Directive: Find each line in the data below that contains the string "tree", and copy those lines out in full.
┏━━
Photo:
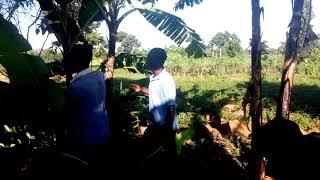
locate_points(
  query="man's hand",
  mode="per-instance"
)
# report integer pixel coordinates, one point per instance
(135, 87)
(138, 88)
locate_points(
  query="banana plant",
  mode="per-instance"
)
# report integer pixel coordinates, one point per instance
(172, 26)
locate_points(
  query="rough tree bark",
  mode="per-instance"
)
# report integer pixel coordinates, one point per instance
(257, 164)
(299, 27)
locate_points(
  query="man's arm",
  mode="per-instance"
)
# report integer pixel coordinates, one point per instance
(171, 115)
(138, 88)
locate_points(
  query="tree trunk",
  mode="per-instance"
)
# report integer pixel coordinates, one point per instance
┗━━
Expected answer:
  query="rough tree bark",
  query="tree trunk",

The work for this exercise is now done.